• Exercise task: Reproduce the lines from the one holding "Would you kindly put a point on the wooden" through the one holding "point(94, 377)", inclusive, substituting "please" for every "kindly" and leaving all else as it stands.

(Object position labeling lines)
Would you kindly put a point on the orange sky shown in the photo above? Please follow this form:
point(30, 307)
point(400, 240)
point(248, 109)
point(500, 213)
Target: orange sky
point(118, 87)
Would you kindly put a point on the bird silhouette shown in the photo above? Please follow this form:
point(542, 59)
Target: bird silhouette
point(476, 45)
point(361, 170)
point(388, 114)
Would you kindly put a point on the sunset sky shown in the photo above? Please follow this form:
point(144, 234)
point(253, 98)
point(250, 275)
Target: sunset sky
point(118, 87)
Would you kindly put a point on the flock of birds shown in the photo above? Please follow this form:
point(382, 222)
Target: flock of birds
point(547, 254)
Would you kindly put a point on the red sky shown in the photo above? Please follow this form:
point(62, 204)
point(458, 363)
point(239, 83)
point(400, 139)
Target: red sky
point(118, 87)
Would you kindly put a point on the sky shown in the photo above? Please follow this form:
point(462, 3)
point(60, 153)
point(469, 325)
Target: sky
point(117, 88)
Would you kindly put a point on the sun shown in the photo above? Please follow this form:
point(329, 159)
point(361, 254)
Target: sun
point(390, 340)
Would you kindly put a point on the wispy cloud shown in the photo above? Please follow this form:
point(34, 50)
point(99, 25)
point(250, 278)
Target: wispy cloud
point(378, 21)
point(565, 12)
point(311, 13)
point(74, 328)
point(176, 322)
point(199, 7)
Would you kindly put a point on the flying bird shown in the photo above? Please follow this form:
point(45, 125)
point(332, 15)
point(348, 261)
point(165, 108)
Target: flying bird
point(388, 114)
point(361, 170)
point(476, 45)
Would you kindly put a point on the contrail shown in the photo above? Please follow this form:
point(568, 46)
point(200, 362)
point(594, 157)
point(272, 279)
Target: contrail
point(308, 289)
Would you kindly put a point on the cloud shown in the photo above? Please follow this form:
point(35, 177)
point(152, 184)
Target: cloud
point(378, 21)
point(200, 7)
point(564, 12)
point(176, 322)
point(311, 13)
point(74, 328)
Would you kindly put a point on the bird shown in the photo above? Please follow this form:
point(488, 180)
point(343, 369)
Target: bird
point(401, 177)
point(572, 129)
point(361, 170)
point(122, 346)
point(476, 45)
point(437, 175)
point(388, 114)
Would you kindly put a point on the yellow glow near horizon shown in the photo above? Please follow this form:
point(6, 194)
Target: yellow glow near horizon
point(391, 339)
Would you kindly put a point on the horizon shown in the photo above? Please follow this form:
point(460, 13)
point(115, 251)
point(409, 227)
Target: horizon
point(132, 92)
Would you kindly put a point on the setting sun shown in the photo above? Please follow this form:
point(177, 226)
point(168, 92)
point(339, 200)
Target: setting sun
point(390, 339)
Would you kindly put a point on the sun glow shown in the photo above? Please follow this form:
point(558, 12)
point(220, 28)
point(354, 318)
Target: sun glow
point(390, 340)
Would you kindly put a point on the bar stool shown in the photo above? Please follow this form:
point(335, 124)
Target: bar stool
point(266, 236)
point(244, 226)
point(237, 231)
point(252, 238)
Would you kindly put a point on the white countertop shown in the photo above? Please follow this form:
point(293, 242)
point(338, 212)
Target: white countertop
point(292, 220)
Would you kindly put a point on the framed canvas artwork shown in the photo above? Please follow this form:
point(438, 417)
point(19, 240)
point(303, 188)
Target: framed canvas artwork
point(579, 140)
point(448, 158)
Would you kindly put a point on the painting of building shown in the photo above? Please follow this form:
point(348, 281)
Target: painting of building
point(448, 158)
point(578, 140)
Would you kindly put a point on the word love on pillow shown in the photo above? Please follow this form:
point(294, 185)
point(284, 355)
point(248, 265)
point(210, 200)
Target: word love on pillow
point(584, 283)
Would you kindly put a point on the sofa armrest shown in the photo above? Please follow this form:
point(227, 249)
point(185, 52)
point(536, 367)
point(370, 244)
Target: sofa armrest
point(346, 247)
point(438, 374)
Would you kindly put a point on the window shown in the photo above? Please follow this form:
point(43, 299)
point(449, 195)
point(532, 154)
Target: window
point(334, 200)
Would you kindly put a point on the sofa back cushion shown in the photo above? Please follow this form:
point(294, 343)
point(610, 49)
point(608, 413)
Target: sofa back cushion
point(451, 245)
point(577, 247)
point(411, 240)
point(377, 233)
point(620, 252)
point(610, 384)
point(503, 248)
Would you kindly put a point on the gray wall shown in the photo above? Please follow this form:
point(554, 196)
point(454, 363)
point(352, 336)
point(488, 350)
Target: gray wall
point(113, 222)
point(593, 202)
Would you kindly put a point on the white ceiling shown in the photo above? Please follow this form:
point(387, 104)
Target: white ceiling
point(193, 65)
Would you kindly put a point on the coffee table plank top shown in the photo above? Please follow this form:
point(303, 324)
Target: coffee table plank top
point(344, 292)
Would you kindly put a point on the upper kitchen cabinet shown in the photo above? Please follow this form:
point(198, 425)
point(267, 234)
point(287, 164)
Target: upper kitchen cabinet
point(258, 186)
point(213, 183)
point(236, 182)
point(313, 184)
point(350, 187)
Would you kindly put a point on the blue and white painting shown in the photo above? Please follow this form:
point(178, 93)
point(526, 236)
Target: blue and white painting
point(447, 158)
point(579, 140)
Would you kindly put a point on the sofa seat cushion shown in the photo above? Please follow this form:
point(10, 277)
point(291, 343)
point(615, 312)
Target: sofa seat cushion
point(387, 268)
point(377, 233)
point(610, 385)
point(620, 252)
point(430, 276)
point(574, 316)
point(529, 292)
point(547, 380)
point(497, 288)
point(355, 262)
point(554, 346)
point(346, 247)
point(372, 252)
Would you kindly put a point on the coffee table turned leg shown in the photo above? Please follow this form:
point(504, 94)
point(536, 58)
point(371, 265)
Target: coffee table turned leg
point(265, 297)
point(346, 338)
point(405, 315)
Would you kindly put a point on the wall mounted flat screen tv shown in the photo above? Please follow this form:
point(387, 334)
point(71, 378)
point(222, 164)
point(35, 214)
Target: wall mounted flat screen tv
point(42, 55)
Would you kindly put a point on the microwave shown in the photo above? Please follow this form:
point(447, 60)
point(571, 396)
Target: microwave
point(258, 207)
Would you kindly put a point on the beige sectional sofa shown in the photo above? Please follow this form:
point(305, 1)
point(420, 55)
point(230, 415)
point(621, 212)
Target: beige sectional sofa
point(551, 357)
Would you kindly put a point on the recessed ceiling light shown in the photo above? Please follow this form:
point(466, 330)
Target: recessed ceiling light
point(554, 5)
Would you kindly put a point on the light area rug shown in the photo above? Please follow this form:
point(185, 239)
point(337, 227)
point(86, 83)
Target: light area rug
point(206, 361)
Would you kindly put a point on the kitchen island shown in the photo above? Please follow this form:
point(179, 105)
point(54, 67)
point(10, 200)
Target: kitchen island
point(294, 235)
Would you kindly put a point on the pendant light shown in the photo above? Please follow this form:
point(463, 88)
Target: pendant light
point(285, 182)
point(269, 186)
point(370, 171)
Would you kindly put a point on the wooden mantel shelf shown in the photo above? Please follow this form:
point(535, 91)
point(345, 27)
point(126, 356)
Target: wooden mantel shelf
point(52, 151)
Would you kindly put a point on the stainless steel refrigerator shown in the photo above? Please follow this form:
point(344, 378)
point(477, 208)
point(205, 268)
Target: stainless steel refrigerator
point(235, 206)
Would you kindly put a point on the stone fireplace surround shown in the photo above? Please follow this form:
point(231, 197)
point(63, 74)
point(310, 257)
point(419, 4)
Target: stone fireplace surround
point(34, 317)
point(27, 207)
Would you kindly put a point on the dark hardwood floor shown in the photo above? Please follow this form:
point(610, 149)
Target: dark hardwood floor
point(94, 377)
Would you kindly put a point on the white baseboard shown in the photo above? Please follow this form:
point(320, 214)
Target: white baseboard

• Task answer:
Would you please put a point on the wooden mantel shelf shown in the photo above? Please follow this form:
point(535, 91)
point(345, 27)
point(126, 356)
Target: wooden mantel shelf
point(52, 151)
Would you please put a point on the stainless steel refrigerator shown in the photo above? Please follow this form:
point(344, 378)
point(477, 208)
point(205, 268)
Target: stainless steel refrigerator
point(235, 206)
Would you please put a point on the stone fireplace surround shown in the photo above? Please follow this form:
point(231, 197)
point(63, 74)
point(310, 257)
point(419, 4)
Target: stone fireplace surround
point(34, 317)
point(27, 207)
Would you please put a point on the dark hardwood floor shown in the photo above? Please follow this form:
point(610, 149)
Target: dark hardwood floor
point(94, 377)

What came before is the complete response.